As I was just mentioning to User:Fæ below, Wikipedia really needs some kind of guidance on the handling of copyright in lists. I think that might be worth my taking some time. --Moonriddengirl (talk) 13:09, 15 February 2011 (UTC)
The Australian's website (The Australian is the newspaper that publishes Newspoll), includes the line "The data has been weighted to reflect the population distribution", so it appears there is some limited post-processing of the raw data. I can't find a more in-depth discussion of their methods, although I imagine that's by design. The disclaimer at the top of each of their press releases (eg [14]) indicates that they retain the copyright, although I'm not sure whether that's helpful.
I think you're probably right about some further guidance re: lists. Please let me know if I can be of any assistance: copyright isn't by strong suit, but I'd be happy to help out with any legwork that needs doing.  -- Lear's Fool 02:00, 16 February 2011 (UTC)

List of highest-grossing Bollywood films

Hi, the AfD has closed with a consensus to keep. This article sets an interesting precedent for the commercial copyright of lists of estimates with creative content; how do you suggest things are moved forward without causing too much of a ruckus? Cheers -- (talk) 11:22, 15 February 2011 (UTC)

Hi. :) So far as I'm concerned, the closure of keep doesn't really set a precedent for copyright, since modification of the article to address copyright concerns is still keeping the article. I mentioned in the AfD that if it were kept, it would need to be reduced to a limited number in keeping with fair use unless it is verified that the content is not creative. I'll go ahead and cut it down accordingly. --Moonriddengirl (talk) 11:38, 15 February 2011 (UTC)
Okay, I've reduced the lengthy list from 30 to 10. With respect to the other lists, do you know if they are reproducing specific tables on the website, or are they compilations of information from that website? --Moonriddengirl (talk) 11:43, 15 February 2011 (UTC)
Thanks for the positive action. I'll take a look at the others I'm aware of, may take a day or so as I want to set aside a little wikitime to examine the sources carefully without jumping to assumptions.

● **Work to complete**:
• 1. Please answer these from the Wikipedia talk-page discussion above:
(a) Which newspaper publishes Newspoll?
(b) From what number to what number was the lengthy list reduced?
(c) How did the AfD close?
• 2. Continue the Wikipedia talk-page discussion above from its last sentence.

● **Dataset excerpts**:
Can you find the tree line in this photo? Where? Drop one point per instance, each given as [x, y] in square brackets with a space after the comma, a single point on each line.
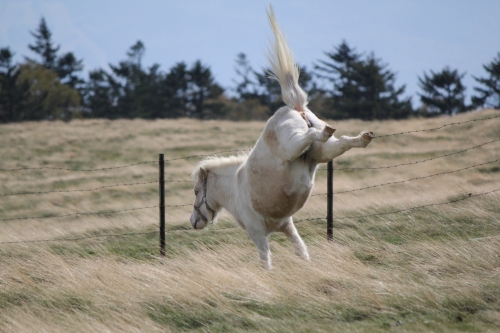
[343, 84]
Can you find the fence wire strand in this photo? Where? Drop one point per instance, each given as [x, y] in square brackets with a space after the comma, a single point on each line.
[437, 128]
[125, 166]
[84, 190]
[416, 162]
[409, 180]
[469, 196]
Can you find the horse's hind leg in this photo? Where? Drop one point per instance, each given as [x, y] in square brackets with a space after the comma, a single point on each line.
[260, 239]
[299, 246]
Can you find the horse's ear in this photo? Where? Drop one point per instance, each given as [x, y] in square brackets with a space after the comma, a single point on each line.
[202, 175]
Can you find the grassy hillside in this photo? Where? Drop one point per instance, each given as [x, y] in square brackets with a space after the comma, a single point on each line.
[434, 268]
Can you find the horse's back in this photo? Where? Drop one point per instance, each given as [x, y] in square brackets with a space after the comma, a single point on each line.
[278, 188]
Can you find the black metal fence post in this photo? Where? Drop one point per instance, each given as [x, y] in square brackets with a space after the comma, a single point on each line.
[162, 205]
[329, 202]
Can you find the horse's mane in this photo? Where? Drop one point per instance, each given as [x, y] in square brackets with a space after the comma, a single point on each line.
[213, 163]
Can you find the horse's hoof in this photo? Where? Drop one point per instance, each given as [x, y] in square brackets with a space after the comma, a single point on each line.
[329, 130]
[368, 136]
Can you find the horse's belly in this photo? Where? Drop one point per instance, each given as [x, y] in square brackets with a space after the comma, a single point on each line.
[278, 199]
[281, 206]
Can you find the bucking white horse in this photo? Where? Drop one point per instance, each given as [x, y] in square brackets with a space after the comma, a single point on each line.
[262, 190]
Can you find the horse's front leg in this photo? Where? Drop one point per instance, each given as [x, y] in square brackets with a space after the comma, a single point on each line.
[291, 233]
[260, 240]
[327, 151]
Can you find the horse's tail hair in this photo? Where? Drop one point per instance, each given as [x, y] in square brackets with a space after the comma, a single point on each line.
[285, 70]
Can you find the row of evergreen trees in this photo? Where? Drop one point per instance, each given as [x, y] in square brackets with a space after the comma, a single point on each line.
[345, 84]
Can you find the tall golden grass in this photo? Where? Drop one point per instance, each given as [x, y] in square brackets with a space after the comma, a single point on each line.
[431, 269]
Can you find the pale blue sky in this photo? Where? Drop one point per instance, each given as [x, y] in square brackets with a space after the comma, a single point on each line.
[411, 36]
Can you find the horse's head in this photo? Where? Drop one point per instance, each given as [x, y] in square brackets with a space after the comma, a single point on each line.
[202, 211]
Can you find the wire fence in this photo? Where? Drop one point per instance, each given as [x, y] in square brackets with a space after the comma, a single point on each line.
[465, 197]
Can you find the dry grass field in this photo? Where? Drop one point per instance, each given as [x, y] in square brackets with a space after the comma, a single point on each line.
[435, 268]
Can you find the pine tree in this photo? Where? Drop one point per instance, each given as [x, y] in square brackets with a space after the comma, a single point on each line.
[44, 46]
[361, 88]
[489, 91]
[443, 92]
[67, 67]
[12, 93]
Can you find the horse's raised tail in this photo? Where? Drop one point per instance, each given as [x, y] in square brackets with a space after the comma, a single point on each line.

● **Per-task outputs**:
• 1.
(a) The Australian
(b) From 30 to 10
(c) With a consensus to keep

• 2.
There is a precedent here, I think, as you have chosen any top-ten list of original copyright analysis to be okay to reproduce and an indefinitely long list of top items by year (which in future cases might be the entirety of a particular analysis or creative model). In theory this may be interpreted as a nod to allow infinite variations of top-tens from the same original copyrighted research with creative content (top ten cumulative by year (or opening day, ten-day period, first quarter...) reported, top ten by geographic region, top ten by genre variant, etc.) which may, of course, end up being equivalent to reproducing the entire thing. Cheers -- (talk) 12:00, 15 February 2011 (UTC)
Well, the precedence won't be for the AfD, which closed irrespective of the copyright, but the action taken from here. We already do have a precedence for permitting a small number of a copyrighted list in articles about that subject, for example The 500 Greatest Songs of All Time. What needs to be established in this article is how many and in what presentation we should feel comfortable permitting it. There would be nothing wrong with your blanking the article with the {{copyvio}} template to open a discussion about that or even just launching a discussion about it (sans tagging) at an appropriate forum. I don't believe there can be any reasonable assertion of "asking the other parent" when the issue was raised and confirmed by independent reviewers during the AfD. It's a real issue; not an "I don't like it" situation. :) Alas, not too many eyes watch Wikipedia talk:Copyright problems (where this should go), but I can occasionally drum up additional viewers when issues are complicated. And I can also bundle it together with the question above (since I have yet to find any information on it) to ask our new attorney what his stance is. Since list questions are generally not that easy, I asked Mike Godwin about several specific lists as they came up; we also got feedback from our associate counsel. I haven't had to go hat in hand to the new fellow yet. :) --Moonriddengirl (talk) 12:24, 15 February 2011 (UTC)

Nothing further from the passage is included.